──────── EXTRACTED MATERIAL ────────
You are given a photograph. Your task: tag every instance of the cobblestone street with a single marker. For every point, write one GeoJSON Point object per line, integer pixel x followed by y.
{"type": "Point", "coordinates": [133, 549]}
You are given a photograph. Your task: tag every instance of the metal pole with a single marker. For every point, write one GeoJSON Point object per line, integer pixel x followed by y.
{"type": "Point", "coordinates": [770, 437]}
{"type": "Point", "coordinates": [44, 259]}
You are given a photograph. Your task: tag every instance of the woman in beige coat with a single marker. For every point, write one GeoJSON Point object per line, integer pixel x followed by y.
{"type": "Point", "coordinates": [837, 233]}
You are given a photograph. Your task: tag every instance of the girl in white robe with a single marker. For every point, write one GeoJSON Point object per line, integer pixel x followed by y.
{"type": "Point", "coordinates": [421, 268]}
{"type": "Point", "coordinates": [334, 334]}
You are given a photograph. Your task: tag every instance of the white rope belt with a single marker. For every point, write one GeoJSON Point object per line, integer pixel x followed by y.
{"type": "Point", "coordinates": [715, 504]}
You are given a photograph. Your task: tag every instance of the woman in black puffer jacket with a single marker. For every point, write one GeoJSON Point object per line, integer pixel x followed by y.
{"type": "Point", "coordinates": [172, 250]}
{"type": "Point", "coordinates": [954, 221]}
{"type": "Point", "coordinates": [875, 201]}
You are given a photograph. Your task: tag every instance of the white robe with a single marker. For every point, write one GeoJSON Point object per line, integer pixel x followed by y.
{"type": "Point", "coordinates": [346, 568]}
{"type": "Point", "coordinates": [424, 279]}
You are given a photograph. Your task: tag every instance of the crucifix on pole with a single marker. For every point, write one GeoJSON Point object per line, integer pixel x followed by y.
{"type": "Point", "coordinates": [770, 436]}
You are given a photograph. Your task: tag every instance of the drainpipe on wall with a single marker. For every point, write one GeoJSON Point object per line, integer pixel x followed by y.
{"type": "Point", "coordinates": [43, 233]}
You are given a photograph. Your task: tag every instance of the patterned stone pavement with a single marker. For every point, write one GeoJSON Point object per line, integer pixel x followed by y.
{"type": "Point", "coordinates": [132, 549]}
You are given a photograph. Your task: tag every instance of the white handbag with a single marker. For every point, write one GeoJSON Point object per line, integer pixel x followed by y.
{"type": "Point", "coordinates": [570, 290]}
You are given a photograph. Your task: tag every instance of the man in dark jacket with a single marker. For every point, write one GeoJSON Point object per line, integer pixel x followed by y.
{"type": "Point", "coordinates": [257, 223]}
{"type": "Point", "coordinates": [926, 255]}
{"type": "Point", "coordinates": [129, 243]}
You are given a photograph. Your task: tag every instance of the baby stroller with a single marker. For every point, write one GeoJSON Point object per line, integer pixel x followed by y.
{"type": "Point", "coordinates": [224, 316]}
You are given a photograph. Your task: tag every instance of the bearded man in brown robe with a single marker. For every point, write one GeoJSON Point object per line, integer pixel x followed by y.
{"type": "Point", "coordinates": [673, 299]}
────────
Top to bottom, transcribe every line above exactly.

You are given a photograph. Your task: tag every instance of the cobblestone street with a single marker. For every point, write one GeoJSON Point object per line, integer pixel x followed by y.
{"type": "Point", "coordinates": [133, 549]}
You are given a photograph. Your task: tag every instance of the metal pole with a single marker. For every point, write one GeoJSON Point object per line, integer pixel x followed by y.
{"type": "Point", "coordinates": [770, 437]}
{"type": "Point", "coordinates": [44, 259]}
You are given a photograph. Your task: tag every instance of the woman in beige coat with a single marker. For every point, write one GeoJSON Point object per line, integer pixel x followed by y.
{"type": "Point", "coordinates": [837, 233]}
You are given a photograph. Your task: tag every instance of the girl in white robe with a single marker. For every point, write one GeoJSON Point object per line, integer pixel x followed by y.
{"type": "Point", "coordinates": [421, 268]}
{"type": "Point", "coordinates": [334, 334]}
You are given a photograph. Your task: tag every instance of the white rope belt with a single marker. For every point, write one GeoJSON Point object per line, integer pixel x followed by y.
{"type": "Point", "coordinates": [715, 504]}
You are given a photograph. Your task: tag every instance of the woman in black puffer jacket with a single marker. For every point, write one GeoJSON Point object per line, integer pixel x followed by y.
{"type": "Point", "coordinates": [172, 250]}
{"type": "Point", "coordinates": [954, 221]}
{"type": "Point", "coordinates": [875, 201]}
You are given a photograph. Your task: tag every instance of the white robe with a single marker. For every point, write one GeoJSON Point object per line, integer pixel x followed by y.
{"type": "Point", "coordinates": [346, 568]}
{"type": "Point", "coordinates": [424, 279]}
You are given a photograph. Your task: tag every instance of the crucifix on pole with a single marker. For every point, write one GeoJSON Point object per line, integer pixel x followed by y.
{"type": "Point", "coordinates": [770, 436]}
You are given a photograph. Your task: tag every instance of the drainpipe on wall with a single marker. For every point, write one GeoJSON Point object per line, integer pixel x followed by y.
{"type": "Point", "coordinates": [43, 233]}
You are given a photograph. Your task: tag every instance of the patterned stone pavement with a single marker. For every point, write one GeoJSON Point object per line, integer pixel x followed by y.
{"type": "Point", "coordinates": [132, 549]}
You are given a photograph. Your task: tag every instance of the white handbag with a single marker. For every point, write one GeoJSON Point object per line, integer pixel x followed by y.
{"type": "Point", "coordinates": [570, 290]}
You are given a photograph. Your task: tag every instance of the man in dark jacket with a single marker. For every point, write one GeoJSON Point object per line, integer pixel x followed by y.
{"type": "Point", "coordinates": [257, 223]}
{"type": "Point", "coordinates": [926, 255]}
{"type": "Point", "coordinates": [129, 243]}
You are given a photograph. Your task: tag every instance of the baby stroller with a single marker. For every point, write one GeoJSON Point object per line, integer pixel x followed by y.
{"type": "Point", "coordinates": [224, 316]}
You are given a photograph. Your task: tag every instance of the bearded man in brown robe with a single marker. For every point, write one GeoJSON Point object per line, integer pixel x followed by y.
{"type": "Point", "coordinates": [673, 299]}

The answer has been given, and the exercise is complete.